=== What the task asks ===
Go through the data below and return each line where the string "pink" occurs.

=== Working data ===

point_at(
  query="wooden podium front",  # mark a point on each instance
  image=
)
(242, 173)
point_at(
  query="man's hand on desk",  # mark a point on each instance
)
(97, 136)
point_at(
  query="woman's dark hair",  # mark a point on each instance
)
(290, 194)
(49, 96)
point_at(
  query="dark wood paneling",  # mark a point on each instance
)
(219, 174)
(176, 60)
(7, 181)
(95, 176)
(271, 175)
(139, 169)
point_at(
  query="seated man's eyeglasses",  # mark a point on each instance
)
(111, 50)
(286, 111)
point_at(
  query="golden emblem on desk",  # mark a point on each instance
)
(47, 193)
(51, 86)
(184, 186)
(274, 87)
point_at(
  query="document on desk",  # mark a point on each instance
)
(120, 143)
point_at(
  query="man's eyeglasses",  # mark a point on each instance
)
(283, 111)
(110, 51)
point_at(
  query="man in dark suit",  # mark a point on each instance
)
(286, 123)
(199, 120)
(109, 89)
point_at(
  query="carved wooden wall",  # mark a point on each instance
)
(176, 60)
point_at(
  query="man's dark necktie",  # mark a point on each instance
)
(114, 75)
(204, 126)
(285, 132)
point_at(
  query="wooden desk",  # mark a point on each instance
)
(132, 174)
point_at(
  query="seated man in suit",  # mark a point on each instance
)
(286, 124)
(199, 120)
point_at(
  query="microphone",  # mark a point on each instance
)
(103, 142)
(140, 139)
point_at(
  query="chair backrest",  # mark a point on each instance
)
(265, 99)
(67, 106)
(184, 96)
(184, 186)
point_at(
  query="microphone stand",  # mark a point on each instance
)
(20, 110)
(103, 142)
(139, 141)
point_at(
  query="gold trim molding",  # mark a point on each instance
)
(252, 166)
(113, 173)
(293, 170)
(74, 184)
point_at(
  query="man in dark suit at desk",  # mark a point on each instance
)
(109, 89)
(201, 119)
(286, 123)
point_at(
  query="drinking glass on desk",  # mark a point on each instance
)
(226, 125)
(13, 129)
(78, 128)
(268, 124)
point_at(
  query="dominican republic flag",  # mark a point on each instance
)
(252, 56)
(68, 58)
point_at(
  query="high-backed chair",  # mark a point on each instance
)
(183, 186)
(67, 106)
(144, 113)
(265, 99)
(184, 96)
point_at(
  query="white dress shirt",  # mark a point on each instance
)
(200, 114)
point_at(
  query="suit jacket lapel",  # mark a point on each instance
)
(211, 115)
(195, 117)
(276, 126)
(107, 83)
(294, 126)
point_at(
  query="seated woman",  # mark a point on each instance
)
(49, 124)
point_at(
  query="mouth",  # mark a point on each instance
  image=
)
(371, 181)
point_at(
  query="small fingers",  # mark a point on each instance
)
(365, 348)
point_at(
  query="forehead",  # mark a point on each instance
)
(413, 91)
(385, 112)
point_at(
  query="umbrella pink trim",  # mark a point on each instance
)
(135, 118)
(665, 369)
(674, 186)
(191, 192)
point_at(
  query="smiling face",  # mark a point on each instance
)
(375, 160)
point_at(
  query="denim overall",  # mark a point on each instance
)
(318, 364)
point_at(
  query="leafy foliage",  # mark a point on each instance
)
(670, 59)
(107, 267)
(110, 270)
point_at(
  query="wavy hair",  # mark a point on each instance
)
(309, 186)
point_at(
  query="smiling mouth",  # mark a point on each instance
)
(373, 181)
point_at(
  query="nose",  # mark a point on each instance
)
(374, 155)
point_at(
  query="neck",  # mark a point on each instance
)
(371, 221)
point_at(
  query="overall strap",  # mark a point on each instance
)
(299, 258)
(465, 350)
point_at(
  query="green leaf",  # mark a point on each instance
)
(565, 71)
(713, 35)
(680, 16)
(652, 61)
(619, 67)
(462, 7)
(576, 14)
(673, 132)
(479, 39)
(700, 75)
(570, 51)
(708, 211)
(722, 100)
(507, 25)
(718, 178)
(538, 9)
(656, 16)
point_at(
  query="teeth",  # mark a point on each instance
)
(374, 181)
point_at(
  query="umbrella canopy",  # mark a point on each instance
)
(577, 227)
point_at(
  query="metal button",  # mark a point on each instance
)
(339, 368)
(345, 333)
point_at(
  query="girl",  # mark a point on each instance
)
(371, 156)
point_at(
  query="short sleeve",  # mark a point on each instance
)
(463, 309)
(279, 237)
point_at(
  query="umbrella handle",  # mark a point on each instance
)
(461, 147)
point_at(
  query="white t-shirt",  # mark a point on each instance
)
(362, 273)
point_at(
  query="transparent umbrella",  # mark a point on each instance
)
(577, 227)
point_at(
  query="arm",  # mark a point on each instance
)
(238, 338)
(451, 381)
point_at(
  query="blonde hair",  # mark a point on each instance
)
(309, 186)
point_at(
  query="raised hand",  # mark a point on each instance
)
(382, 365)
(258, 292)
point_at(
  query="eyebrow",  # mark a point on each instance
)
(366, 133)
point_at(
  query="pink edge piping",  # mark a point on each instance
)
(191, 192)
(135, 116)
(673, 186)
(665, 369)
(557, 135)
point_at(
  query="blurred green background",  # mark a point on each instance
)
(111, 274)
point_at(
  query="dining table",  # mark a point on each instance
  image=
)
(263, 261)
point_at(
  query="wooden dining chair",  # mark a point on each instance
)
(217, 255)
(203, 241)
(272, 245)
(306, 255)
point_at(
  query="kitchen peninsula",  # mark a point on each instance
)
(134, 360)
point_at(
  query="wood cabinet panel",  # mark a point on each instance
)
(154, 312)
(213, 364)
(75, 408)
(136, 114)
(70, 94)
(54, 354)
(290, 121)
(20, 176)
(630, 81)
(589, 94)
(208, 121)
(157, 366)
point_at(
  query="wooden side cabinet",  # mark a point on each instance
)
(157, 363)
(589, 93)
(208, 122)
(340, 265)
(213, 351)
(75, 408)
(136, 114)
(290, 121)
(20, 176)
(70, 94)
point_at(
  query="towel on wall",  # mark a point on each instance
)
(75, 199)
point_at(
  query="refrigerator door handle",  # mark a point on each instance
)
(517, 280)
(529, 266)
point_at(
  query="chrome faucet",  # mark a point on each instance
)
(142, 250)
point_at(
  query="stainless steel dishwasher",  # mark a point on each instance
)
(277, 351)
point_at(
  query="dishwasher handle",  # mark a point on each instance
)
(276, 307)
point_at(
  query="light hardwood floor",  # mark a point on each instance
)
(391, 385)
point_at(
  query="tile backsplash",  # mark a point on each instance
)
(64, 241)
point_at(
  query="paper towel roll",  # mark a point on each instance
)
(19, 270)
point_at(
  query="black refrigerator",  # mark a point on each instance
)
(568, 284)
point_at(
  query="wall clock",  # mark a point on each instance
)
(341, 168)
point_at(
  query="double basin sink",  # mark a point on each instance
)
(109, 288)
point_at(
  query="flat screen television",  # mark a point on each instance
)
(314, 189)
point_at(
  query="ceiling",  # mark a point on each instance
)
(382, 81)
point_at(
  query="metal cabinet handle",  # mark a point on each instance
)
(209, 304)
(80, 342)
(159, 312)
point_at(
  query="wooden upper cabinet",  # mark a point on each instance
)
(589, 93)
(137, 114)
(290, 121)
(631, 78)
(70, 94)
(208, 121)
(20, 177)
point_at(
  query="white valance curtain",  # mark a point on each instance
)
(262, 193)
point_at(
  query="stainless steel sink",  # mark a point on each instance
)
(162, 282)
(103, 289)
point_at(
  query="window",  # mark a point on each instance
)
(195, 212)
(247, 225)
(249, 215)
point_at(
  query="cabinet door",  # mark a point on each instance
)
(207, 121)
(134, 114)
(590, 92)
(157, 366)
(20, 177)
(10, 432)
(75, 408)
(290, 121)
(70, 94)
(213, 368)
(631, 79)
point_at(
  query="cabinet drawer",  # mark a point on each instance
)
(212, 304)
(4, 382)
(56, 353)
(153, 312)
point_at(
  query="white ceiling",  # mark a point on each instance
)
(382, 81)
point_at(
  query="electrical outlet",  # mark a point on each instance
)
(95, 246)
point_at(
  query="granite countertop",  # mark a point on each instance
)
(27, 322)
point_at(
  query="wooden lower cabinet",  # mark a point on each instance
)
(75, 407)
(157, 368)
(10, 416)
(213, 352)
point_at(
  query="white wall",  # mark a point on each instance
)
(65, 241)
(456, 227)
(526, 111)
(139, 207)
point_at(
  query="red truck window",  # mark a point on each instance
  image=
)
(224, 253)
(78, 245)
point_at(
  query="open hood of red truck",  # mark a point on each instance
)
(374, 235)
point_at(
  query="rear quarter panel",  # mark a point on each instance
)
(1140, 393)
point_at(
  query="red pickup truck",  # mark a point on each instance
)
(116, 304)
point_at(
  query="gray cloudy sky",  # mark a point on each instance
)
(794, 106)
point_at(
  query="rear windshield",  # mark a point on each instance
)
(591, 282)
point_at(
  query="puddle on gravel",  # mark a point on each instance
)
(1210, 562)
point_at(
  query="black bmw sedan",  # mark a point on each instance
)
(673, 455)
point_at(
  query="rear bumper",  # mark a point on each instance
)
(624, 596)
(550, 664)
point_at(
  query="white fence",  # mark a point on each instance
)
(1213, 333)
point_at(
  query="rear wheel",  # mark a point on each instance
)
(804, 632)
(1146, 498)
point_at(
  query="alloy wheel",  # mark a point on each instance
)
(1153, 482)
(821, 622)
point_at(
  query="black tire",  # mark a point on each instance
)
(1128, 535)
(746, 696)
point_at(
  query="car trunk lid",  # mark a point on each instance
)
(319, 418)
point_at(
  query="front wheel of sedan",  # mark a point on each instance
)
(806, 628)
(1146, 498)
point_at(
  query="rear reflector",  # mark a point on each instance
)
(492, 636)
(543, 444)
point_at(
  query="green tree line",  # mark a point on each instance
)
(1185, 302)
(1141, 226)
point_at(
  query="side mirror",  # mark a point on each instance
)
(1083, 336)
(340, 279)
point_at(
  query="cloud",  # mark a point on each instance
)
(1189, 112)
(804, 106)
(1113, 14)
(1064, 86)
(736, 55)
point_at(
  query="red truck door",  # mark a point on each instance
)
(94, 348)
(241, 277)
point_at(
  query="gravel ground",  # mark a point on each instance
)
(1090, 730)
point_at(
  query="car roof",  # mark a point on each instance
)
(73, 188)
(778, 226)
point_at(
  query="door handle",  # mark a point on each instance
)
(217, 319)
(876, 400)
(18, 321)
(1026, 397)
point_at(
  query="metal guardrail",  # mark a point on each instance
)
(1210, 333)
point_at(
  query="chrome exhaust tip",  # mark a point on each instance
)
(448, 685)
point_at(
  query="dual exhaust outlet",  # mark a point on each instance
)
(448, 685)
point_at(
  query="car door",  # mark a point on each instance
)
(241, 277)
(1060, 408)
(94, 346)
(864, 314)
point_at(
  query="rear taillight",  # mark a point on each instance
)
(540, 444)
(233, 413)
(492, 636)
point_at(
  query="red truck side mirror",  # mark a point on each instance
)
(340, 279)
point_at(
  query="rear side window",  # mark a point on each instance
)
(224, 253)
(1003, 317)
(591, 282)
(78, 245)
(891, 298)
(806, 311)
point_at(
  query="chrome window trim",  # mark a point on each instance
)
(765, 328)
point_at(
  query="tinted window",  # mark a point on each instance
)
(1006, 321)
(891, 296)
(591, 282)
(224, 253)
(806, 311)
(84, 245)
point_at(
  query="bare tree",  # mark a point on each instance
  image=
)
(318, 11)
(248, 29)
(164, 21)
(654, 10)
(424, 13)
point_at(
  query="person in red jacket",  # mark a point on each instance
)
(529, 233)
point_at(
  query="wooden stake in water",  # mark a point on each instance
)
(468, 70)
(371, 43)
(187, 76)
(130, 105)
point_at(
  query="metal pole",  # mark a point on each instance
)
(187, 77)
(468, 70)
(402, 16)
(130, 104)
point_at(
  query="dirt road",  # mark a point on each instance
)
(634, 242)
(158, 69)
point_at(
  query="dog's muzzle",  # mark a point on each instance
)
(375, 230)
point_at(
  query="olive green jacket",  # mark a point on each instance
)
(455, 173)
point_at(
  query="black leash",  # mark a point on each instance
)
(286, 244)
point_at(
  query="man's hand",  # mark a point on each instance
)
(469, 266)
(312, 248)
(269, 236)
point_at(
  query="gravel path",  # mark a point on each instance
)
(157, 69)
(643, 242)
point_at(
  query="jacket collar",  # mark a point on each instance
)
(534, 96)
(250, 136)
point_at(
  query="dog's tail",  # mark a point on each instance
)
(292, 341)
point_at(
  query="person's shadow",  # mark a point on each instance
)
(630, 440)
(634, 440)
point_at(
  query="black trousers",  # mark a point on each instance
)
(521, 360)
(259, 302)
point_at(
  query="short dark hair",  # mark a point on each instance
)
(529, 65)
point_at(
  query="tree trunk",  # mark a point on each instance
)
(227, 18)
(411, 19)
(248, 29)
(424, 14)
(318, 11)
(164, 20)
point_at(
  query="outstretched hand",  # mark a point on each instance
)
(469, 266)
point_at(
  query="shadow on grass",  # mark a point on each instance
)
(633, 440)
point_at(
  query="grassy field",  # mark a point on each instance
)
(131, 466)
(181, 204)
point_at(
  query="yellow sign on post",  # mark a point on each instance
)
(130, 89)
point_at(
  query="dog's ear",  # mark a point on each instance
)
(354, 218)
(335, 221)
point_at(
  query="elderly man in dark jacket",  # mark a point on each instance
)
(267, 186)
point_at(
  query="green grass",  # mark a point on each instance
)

=== Task result ===
  query="umbrella pink trim",  # mark a point on each instance
  query="pink edge piping",  # mark a point on each instance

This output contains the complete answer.